» Excerpted text
- - - - - - -
23 Jan 2020
Kylie Carville: Virus threat drops when we get preparation right (Herald Sun)
A nervous world is watching as a new virus spreads out of China but Australia can cut the risk of exposure if governments prepare properly, writes Royal Melbourne Hospital epidemiologist Kylie Carville from the Doherty Institute.
This is an exerpt from an article that first appeared in the Herald Sun.
AFTER the SARS and MERS viruses we are now seeing headlines about “2019-nCoV”. But what does this mean at home and for those travelling overseas? Where do these new viruses come from and how worried should we be?
Viruses from the coronavirus family cause respiratory illnesses: colds or flus. But those viruses also circulate in animals and an animal virus may change enough, or mix with a human version, to be able to infect us.
It’s estimated that 60-80 per cent of new viruses in humans come from animals. SARS was linked to civet cats in live animal markets, although the primary reservoir is bats. MERS was linked to camels and camel products. The first cases of 2019-nCoV have been linked to a seafood market in Wuhan, China, that also sells live animals.
The risk we face from a new respiratory virus depends on the virus and our response. The key viral characteristics are how well it spreads and how sick it makes people. If it spreads easily but doesn’t cause severe illness, it’s not a problem, even if it spreads globally and becomes pandemic.
If it causes severe illness but is not easily transmissible, it’s a concern to residents and travellers in the region in which it emerged, but it’s unlikely to become pandemic.
When a new virus transmits reasonably effectively and also causes severe illness, there is potential for a damaging pandemic.
- - - - - - -
» Provided information
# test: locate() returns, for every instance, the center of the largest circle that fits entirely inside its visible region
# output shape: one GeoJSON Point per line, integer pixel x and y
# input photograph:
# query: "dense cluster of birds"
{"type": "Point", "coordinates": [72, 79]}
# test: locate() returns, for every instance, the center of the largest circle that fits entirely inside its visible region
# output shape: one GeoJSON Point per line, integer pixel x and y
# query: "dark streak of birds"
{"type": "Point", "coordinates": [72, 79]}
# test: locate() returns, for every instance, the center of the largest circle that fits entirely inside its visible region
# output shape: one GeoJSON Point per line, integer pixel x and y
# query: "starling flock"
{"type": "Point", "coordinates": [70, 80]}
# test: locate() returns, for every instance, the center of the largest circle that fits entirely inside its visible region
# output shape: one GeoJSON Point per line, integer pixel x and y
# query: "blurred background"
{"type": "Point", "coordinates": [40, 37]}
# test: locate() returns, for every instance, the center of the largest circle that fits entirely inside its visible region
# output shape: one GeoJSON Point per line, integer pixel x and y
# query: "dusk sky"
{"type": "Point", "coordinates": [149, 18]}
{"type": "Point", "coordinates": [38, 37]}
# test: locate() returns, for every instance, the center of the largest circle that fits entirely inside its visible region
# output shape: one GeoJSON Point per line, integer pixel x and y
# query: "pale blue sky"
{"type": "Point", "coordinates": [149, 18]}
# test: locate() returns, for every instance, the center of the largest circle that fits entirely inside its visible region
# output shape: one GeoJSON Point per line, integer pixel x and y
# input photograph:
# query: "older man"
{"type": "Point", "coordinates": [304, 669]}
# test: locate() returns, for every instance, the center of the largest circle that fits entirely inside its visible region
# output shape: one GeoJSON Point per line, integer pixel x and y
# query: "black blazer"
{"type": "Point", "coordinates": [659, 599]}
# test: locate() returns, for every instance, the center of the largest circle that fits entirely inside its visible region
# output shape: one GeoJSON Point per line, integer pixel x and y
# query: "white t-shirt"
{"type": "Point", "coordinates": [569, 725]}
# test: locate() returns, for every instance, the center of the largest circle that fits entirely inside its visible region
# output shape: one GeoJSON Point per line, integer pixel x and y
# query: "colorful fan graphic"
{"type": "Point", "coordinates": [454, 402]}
- - - - - - -
» Apply what you read
1. Copy the virus article from "The risk we" up to and including "to become pandemic.".
2. Resume the virus article after its final sentence.

» Activity answers
1.
The risk we face from a new respiratory virus depends on the virus and our response. The key viral characteristics are how well it spreads and how sick it makes people. If it spreads easily but doesn’t cause severe illness, it’s not a problem, even if it spreads globally and becomes pandemic.
If it causes severe illness but is not easily transmissible, it’s a concern to residents and travellers in the region in which it emerged, but it’s unlikely to become pandemic.

2.
It takes time to determine those characteristics after a new virus emerges, so there will be global monitoring of the situation. Through the International Health Regulations, countries have agreed to notify the World Health Organisation of “an event that may constitute a public health emergency of international concern”. Global awareness means countries can prepare.
Chinese authorities reported 2019 n-CoV less than a month ago. We know there has been some person-to-person transmission and cases have been reported from at least five countries. But we don’t know how easily the virus can be transmitted between people. Early indications from limited data are that it does not seem as clinically severe as MERS (case fatality rate of 35 per cent, compared with 11 per cent for SARS), nor possibly as transmissible. Understanding will evolve as experience accumulates. It is thought to take about a week from infection to signs of illness, but we don’t know how long someone is infectious, whether there are asymptomatic infections and whether some types of people are more likely to become severely ill.